--- Exercise description ---
Nothing in the records may be dropped or altered when you repeat them.

--- Source material ---
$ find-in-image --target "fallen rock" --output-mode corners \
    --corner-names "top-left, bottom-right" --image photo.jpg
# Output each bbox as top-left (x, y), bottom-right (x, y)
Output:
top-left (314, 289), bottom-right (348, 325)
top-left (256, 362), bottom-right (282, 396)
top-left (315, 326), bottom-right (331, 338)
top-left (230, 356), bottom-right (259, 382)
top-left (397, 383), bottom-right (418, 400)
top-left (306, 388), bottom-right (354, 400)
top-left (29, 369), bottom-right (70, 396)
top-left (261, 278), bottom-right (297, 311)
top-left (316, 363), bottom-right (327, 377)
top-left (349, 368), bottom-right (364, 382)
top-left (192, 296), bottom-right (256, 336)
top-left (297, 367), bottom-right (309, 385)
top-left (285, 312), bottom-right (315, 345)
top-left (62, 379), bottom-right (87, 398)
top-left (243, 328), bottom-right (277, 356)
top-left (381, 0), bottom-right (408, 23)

--- Solution ---
$ find-in-image --target "fallen rock" --output-mode corners \
    --corner-names "top-left, bottom-right" --image photo.jpg
# Output each bbox as top-left (x, y), bottom-right (x, y)
Output:
top-left (314, 289), bottom-right (348, 325)
top-left (256, 362), bottom-right (282, 396)
top-left (315, 326), bottom-right (331, 338)
top-left (230, 356), bottom-right (259, 382)
top-left (397, 383), bottom-right (418, 400)
top-left (306, 388), bottom-right (354, 400)
top-left (29, 369), bottom-right (70, 396)
top-left (261, 278), bottom-right (297, 311)
top-left (316, 363), bottom-right (327, 377)
top-left (349, 368), bottom-right (364, 382)
top-left (192, 296), bottom-right (256, 336)
top-left (297, 367), bottom-right (309, 385)
top-left (285, 312), bottom-right (315, 345)
top-left (62, 379), bottom-right (87, 398)
top-left (243, 328), bottom-right (277, 356)
top-left (381, 0), bottom-right (408, 23)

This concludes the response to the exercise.